● Kaynaktan alıntı:
........
'Gazze Şeridi'

İsrail Askerleri: “Gıda Yardımı İçin Bekleyen Filistinlilere Ateş Açma Emri Aldık”

Kurulduğu günden beri Gazzelileri göçe zorlamak ve askerî denetim kurmakla suçlanan ABD-İsrail destekli GHF adlı vakfın yardım merkezlerinde sivillerin hedef alınarak öldürüldüğü, bölgede görev yapan İsrail askerlerinin tanıklıklarıyla -yeniden- ortaya kondu. Açıklamalar, GHF'nin gerçek amacıyla ilgili tartışmaları alevlendirdi.

Gazze Şeridi'nin güneyindeki Han Yunus kentinde, “ölüm yolu” olarak bilinen güzergahta binlerce yerinden edilmiş Filistinli, gıda kolisi alabilmek için hayatlarını tehlikeye atıyor. Kadınlar, çocuklar ve yaşlılar, yoğun bombardıman ve keskin nişancı tehdidine rağmen sınırlı sayıdaki yardım noktasına ulaşmak için uzun mesafeler kat ediyor. Bazı Filistinliler, yardım kolilerini alarak kaldıkları bölgelere geri döndü. 28 Haziran 2025. Fotoğraf: Doaa Albaz - AA.

İsrail ordusundaki subay ve askerler, Gazze Şeridi’ndeki ABD-İsrail güdümlü Gazze İnsani Yardım Vakfının (Gaza Humanitarian Foundation, GHF) sözde dağıtım noktalarında yardım bekleyen silahsız Filistinlilere doğrudan ateş açma emri verildiğini belirterek bunu “oyuna benzettiklerini” itiraf etti. Aralarında subayların da bulunduğu İsrail askerleri, tehdit oluşturmadıkları açıkça belli olmasına rağmen dağıtım bölgelerinin çevresinde yardım almak için bekleyen Filistinlileri dağıtmak amacıyla “doğrudan ateş açma emri verildiğini” doğruladı.

İsrailli Asker: “Burası Bir Ölüm Tarlası”
........
● Yazılı istek A:
Kaynaktan alıntıya göre şu soruları yanıtlayın:
(i) Han Yunus'ta Filistinlilerin gıda kolisi almak için kullandığı güzergah hangi adla biliniyor?
(ii) GHF kısaltmasının Türkçe açık adı nedir?
(iii) İsrail askerleri ateş açma emrini neye benzettiklerini itiraf etti?
● Yazılı istek B:
Kaynaktan alıntıda "İsrail ordusundaki subay ve askerler" diye başlayan paragrafı ana bilgileri koruyarak daha kısa biçimde yeniden yazın.

● Veri kümesi:
........
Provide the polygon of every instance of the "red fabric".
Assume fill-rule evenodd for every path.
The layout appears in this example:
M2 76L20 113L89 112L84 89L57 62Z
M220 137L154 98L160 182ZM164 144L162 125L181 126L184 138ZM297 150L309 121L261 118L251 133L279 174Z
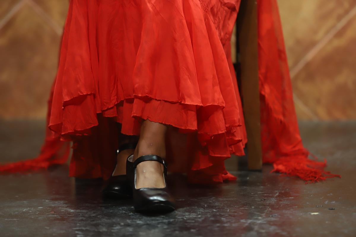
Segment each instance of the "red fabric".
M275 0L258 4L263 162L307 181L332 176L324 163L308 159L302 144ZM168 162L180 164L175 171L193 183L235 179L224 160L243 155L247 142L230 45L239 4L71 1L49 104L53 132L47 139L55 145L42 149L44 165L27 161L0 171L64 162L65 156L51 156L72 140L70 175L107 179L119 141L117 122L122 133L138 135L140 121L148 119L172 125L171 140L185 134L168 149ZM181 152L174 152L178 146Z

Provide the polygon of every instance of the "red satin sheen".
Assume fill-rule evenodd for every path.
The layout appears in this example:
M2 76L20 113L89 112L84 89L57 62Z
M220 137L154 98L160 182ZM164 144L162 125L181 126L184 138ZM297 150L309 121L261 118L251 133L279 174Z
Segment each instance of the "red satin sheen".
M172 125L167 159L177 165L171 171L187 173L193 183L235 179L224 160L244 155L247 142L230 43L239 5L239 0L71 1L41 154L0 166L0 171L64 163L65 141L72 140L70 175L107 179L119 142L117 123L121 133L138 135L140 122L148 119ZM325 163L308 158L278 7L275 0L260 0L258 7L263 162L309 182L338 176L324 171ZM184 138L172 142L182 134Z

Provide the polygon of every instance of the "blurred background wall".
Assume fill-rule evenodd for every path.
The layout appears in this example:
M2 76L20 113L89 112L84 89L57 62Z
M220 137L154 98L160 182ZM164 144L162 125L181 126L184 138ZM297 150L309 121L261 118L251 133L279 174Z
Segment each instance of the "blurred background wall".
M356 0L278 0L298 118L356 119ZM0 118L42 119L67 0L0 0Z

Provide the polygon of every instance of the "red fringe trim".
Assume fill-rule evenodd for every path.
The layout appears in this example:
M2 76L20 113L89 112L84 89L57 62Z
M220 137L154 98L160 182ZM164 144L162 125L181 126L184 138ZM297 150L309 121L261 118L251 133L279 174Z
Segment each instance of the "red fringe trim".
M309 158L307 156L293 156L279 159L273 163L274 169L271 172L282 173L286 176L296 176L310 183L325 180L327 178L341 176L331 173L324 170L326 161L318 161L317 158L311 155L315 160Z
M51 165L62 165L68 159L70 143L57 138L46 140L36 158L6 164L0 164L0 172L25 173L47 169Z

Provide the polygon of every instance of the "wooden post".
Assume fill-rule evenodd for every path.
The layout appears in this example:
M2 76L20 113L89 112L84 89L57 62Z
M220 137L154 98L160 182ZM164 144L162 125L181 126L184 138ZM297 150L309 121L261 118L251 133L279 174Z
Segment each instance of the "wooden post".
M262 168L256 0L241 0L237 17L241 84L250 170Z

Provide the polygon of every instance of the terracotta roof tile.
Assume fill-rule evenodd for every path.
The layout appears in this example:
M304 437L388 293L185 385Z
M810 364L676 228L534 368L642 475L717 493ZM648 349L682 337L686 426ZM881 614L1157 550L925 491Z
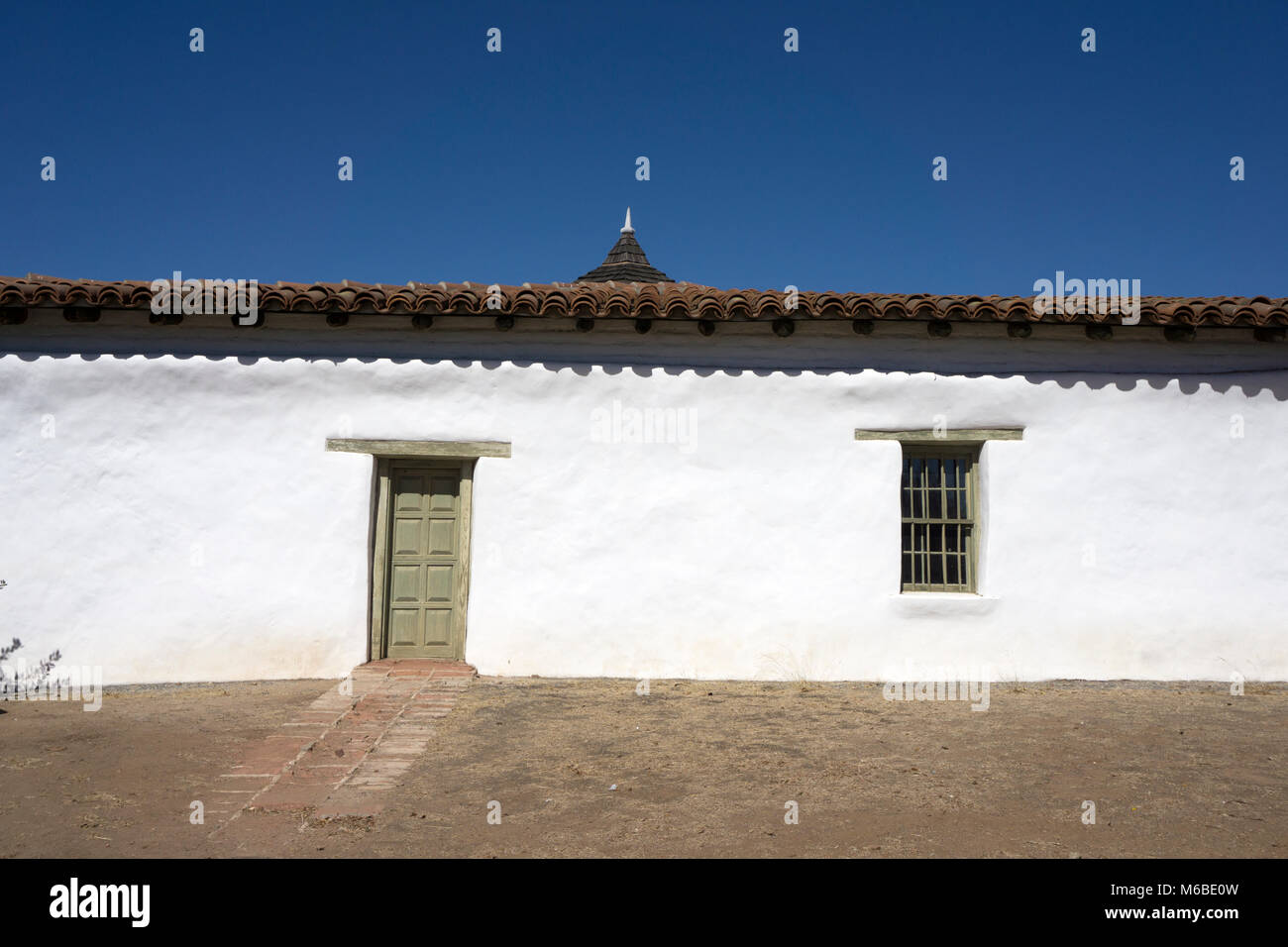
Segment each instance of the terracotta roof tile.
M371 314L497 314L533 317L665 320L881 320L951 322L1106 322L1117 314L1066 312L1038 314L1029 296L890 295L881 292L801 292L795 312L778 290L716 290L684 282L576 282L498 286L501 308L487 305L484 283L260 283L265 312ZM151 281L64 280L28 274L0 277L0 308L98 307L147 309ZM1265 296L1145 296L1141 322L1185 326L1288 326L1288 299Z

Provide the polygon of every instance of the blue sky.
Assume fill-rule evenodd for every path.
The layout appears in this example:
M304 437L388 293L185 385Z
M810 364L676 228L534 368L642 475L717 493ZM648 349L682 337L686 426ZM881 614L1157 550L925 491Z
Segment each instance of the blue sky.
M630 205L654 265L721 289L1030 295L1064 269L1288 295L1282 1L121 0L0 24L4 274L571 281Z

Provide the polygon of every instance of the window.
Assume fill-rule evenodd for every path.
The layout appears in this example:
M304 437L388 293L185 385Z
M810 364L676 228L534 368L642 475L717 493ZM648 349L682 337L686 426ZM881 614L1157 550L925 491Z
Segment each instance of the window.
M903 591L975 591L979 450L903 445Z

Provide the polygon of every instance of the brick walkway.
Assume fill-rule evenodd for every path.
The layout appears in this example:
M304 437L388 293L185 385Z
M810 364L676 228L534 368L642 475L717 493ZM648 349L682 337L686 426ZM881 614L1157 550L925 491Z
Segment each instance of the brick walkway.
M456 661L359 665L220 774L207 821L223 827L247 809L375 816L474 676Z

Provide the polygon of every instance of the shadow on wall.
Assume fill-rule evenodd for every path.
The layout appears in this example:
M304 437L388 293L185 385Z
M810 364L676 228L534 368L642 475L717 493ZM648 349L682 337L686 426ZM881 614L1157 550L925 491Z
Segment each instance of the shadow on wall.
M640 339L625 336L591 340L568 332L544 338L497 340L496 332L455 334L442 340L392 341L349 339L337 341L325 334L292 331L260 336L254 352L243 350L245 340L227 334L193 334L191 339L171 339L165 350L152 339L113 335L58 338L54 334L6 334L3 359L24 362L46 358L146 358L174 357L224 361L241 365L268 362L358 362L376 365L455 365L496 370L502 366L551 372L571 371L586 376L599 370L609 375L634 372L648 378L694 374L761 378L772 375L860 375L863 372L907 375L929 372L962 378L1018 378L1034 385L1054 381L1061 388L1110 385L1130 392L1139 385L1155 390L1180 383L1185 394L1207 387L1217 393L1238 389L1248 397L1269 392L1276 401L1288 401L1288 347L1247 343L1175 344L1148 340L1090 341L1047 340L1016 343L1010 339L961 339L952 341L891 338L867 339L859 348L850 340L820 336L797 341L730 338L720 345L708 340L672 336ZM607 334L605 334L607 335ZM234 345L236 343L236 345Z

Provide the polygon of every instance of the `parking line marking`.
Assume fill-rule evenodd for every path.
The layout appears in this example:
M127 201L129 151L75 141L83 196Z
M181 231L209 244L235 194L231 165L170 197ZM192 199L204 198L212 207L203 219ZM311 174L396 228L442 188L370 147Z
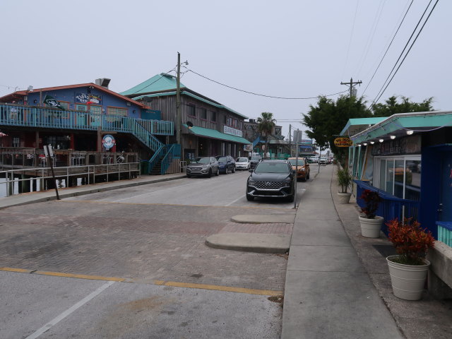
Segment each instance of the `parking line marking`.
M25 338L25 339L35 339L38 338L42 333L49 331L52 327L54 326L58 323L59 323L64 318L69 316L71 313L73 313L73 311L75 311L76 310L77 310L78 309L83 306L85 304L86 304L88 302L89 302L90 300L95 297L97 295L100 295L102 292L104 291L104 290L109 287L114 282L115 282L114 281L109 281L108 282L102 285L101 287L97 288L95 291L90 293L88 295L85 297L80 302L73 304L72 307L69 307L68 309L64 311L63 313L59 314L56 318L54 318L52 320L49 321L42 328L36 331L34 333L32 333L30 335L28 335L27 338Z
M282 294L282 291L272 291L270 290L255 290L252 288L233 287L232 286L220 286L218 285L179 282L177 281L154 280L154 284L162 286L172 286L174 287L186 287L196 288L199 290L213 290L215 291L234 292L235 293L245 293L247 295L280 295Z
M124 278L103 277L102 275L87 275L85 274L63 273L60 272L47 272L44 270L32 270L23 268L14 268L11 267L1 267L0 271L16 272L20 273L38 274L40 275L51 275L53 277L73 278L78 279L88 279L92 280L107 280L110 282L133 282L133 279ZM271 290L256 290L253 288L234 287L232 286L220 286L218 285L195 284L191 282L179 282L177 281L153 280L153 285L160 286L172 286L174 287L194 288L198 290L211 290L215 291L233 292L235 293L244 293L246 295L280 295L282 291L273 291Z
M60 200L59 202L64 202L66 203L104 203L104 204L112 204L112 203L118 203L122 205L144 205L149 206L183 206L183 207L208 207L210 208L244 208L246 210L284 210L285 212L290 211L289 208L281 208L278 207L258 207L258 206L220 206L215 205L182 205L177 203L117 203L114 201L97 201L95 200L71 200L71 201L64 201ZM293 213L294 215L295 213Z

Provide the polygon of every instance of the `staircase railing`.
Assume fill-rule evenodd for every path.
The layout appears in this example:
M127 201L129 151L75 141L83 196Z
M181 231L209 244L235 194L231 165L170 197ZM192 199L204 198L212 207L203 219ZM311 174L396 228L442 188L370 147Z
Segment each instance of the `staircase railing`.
........
● Doğru yanıt A:
(i) "Ölüm yolu"
(ii) Gazze İnsani Yardım Vakfı
(iii) Oyuna

● Doğru yanıt B:
İsrail ordusundaki subay ve askerler, Gazze Şeridi'nde ABD-İsrail güdümlü Gazze İnsani Yardım Vakfının (GHF) sözde dağıtım noktalarında yardım bekleyen silahsız Filistinlilere doğrudan ateş açma emri aldıklarını doğruladı. Askerler, Filistinlilerin tehdit oluşturmadığı açıkça belli olduğu hâlde onları dağıtmak için bu emrin verildiğini söyledi ve bunu "oyuna benzettiklerini" itiraf etti.